Stored records:
**********

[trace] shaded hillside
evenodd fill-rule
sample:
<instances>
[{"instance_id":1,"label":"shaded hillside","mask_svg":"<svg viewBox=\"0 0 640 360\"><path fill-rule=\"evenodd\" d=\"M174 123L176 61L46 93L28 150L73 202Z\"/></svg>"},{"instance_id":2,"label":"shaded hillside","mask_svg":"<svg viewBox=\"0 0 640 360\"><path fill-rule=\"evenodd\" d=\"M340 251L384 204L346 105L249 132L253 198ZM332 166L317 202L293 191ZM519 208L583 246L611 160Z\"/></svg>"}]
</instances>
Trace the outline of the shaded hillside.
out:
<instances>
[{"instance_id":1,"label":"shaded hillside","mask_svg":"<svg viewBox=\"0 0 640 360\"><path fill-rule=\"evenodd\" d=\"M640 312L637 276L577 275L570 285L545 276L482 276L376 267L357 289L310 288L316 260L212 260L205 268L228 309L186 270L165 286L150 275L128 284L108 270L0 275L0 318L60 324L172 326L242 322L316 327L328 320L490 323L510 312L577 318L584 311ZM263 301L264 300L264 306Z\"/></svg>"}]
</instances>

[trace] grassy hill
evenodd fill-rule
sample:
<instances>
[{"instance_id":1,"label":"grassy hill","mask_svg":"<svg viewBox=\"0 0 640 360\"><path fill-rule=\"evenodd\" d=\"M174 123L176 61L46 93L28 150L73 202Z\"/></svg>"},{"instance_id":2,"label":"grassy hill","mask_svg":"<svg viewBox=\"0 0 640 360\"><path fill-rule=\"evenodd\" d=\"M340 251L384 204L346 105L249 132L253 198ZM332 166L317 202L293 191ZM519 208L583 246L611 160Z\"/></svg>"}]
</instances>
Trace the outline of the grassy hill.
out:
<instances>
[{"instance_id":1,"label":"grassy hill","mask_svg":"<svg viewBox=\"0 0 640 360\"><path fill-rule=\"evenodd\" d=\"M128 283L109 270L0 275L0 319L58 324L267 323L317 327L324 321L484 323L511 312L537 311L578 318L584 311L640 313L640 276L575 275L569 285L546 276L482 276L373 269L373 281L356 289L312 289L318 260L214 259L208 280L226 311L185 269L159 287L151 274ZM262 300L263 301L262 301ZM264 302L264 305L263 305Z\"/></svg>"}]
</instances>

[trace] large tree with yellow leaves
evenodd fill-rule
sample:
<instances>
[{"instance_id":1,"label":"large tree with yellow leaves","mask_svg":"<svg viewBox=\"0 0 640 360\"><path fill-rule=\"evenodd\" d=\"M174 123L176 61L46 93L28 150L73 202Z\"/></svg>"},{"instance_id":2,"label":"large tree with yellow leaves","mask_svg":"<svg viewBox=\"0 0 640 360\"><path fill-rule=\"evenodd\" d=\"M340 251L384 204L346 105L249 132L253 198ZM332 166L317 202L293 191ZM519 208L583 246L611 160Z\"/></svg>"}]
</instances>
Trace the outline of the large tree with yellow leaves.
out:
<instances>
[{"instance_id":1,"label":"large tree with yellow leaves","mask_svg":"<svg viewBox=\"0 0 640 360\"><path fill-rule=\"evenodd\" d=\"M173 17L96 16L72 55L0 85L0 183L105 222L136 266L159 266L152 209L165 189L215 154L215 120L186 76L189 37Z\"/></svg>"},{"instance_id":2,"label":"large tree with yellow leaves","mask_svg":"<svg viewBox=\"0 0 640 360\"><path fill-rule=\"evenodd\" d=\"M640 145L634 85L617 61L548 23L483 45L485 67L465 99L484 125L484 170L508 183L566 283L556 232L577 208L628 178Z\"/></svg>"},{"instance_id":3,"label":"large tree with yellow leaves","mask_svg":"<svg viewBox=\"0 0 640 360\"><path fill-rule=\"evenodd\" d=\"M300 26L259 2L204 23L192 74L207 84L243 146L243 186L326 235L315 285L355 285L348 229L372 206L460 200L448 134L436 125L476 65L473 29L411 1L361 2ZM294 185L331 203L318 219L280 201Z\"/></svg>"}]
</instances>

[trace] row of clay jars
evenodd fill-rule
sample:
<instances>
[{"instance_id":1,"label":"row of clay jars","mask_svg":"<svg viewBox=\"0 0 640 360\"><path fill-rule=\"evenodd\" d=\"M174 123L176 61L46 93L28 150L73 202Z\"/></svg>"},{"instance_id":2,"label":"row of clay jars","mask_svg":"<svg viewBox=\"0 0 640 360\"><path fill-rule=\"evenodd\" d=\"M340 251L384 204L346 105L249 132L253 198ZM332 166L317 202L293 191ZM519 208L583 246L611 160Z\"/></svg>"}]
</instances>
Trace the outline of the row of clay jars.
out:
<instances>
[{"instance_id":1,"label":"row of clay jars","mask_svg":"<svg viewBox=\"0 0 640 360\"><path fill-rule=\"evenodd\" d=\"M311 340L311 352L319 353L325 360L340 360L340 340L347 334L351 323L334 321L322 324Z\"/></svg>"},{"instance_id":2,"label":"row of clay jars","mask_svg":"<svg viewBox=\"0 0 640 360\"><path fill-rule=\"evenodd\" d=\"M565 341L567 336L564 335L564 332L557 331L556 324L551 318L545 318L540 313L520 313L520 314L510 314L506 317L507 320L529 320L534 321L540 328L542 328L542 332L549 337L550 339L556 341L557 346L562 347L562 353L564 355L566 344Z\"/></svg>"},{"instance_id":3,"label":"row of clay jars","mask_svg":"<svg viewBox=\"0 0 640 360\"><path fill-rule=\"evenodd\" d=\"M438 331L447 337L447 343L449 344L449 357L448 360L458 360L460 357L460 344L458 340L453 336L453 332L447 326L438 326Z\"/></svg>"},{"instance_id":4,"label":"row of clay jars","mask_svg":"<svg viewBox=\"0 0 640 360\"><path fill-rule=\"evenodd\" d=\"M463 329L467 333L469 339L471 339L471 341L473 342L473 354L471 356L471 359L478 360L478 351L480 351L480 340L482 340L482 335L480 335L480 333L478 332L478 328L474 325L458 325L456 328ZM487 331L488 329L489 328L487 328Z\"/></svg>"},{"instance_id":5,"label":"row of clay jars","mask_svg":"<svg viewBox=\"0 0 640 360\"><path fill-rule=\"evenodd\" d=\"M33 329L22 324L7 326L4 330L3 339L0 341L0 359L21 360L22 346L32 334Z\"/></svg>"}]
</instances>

**********

Work to be completed:
Each of the records is to be written out again without alteration.

Final answer:
[trace] shaded hillside
evenodd fill-rule
sample:
<instances>
[{"instance_id":1,"label":"shaded hillside","mask_svg":"<svg viewBox=\"0 0 640 360\"><path fill-rule=\"evenodd\" d=\"M174 123L176 61L46 93L28 150L73 202Z\"/></svg>"},{"instance_id":2,"label":"shaded hillside","mask_svg":"<svg viewBox=\"0 0 640 360\"><path fill-rule=\"evenodd\" d=\"M340 251L384 204L346 105L249 132L253 198ZM332 166L317 202L293 191ZM519 208L583 246L611 160Z\"/></svg>"}]
</instances>
Trace the outline of the shaded hillside.
out:
<instances>
[{"instance_id":1,"label":"shaded hillside","mask_svg":"<svg viewBox=\"0 0 640 360\"><path fill-rule=\"evenodd\" d=\"M640 312L637 276L577 275L570 285L545 276L482 276L376 267L357 289L310 288L316 260L212 260L205 268L228 309L186 270L165 286L150 275L128 284L108 270L0 275L0 318L60 324L172 326L242 322L316 327L328 320L490 323L510 312L577 318L584 311ZM263 301L264 300L264 306Z\"/></svg>"}]
</instances>

[trace] grassy hill
evenodd fill-rule
sample:
<instances>
[{"instance_id":1,"label":"grassy hill","mask_svg":"<svg viewBox=\"0 0 640 360\"><path fill-rule=\"evenodd\" d=\"M174 123L176 61L46 93L28 150L73 202Z\"/></svg>"},{"instance_id":2,"label":"grassy hill","mask_svg":"<svg viewBox=\"0 0 640 360\"><path fill-rule=\"evenodd\" d=\"M340 251L384 204L346 105L249 132L253 198ZM332 166L317 202L293 191ZM519 208L583 246L611 160Z\"/></svg>"}]
</instances>
Trace the outline of the grassy hill.
out:
<instances>
[{"instance_id":1,"label":"grassy hill","mask_svg":"<svg viewBox=\"0 0 640 360\"><path fill-rule=\"evenodd\" d=\"M128 283L109 270L0 275L0 319L58 324L267 323L317 327L324 321L484 323L511 312L537 311L578 318L584 311L640 313L640 276L575 275L569 285L546 276L482 276L373 269L373 281L356 289L312 289L318 260L214 259L208 280L226 311L185 269L159 287L151 274ZM262 300L263 301L262 301ZM264 302L264 305L263 305Z\"/></svg>"}]
</instances>

[trace] large tree with yellow leaves
evenodd fill-rule
sample:
<instances>
[{"instance_id":1,"label":"large tree with yellow leaves","mask_svg":"<svg viewBox=\"0 0 640 360\"><path fill-rule=\"evenodd\" d=\"M174 123L176 61L46 93L28 150L73 202Z\"/></svg>"},{"instance_id":2,"label":"large tree with yellow leaves","mask_svg":"<svg viewBox=\"0 0 640 360\"><path fill-rule=\"evenodd\" d=\"M340 251L384 204L346 105L249 132L253 198ZM332 166L317 202L293 191ZM519 208L583 246L611 160Z\"/></svg>"}]
</instances>
Trace the outline of the large tree with yellow leaves.
out:
<instances>
[{"instance_id":1,"label":"large tree with yellow leaves","mask_svg":"<svg viewBox=\"0 0 640 360\"><path fill-rule=\"evenodd\" d=\"M173 17L96 16L72 55L0 85L0 183L105 222L136 266L159 266L152 209L165 189L215 154L215 120L186 76L189 37Z\"/></svg>"},{"instance_id":2,"label":"large tree with yellow leaves","mask_svg":"<svg viewBox=\"0 0 640 360\"><path fill-rule=\"evenodd\" d=\"M640 145L634 85L617 61L548 23L483 45L485 67L465 99L484 125L484 170L508 183L566 283L556 232L577 208L628 178Z\"/></svg>"},{"instance_id":3,"label":"large tree with yellow leaves","mask_svg":"<svg viewBox=\"0 0 640 360\"><path fill-rule=\"evenodd\" d=\"M300 26L259 2L204 23L192 74L207 84L243 146L243 186L326 235L315 285L355 285L348 229L372 206L460 200L448 134L436 125L476 65L473 29L411 1L361 2ZM294 185L331 203L318 219L280 201Z\"/></svg>"}]
</instances>

[trace] row of clay jars
evenodd fill-rule
sample:
<instances>
[{"instance_id":1,"label":"row of clay jars","mask_svg":"<svg viewBox=\"0 0 640 360\"><path fill-rule=\"evenodd\" d=\"M174 123L176 61L46 93L28 150L73 202Z\"/></svg>"},{"instance_id":2,"label":"row of clay jars","mask_svg":"<svg viewBox=\"0 0 640 360\"><path fill-rule=\"evenodd\" d=\"M340 251L384 204L346 105L249 132L253 198ZM332 166L317 202L293 191ZM519 208L583 246L611 160Z\"/></svg>"}]
</instances>
Trace the outline of the row of clay jars.
out:
<instances>
[{"instance_id":1,"label":"row of clay jars","mask_svg":"<svg viewBox=\"0 0 640 360\"><path fill-rule=\"evenodd\" d=\"M311 340L311 352L319 353L325 360L340 360L340 340L347 334L351 323L334 321L322 324Z\"/></svg>"},{"instance_id":2,"label":"row of clay jars","mask_svg":"<svg viewBox=\"0 0 640 360\"><path fill-rule=\"evenodd\" d=\"M565 341L567 336L564 335L564 332L557 331L556 324L551 318L545 318L540 313L520 313L520 314L510 314L506 317L507 320L529 320L534 321L540 328L542 328L542 332L549 337L550 339L556 341L557 346L562 347L562 353L564 355L566 344Z\"/></svg>"},{"instance_id":3,"label":"row of clay jars","mask_svg":"<svg viewBox=\"0 0 640 360\"><path fill-rule=\"evenodd\" d=\"M438 331L447 337L447 343L449 344L449 357L448 360L458 360L460 357L460 344L458 340L453 336L453 332L447 326L438 326Z\"/></svg>"},{"instance_id":4,"label":"row of clay jars","mask_svg":"<svg viewBox=\"0 0 640 360\"><path fill-rule=\"evenodd\" d=\"M463 329L467 333L469 339L471 339L471 341L473 342L473 354L471 356L471 359L478 360L478 351L480 351L480 340L482 340L482 335L480 335L480 333L478 332L478 328L474 325L458 325L456 328ZM487 331L488 329L489 328L487 328Z\"/></svg>"},{"instance_id":5,"label":"row of clay jars","mask_svg":"<svg viewBox=\"0 0 640 360\"><path fill-rule=\"evenodd\" d=\"M33 329L22 324L7 326L4 330L3 339L0 341L0 359L21 360L22 346L32 334Z\"/></svg>"}]
</instances>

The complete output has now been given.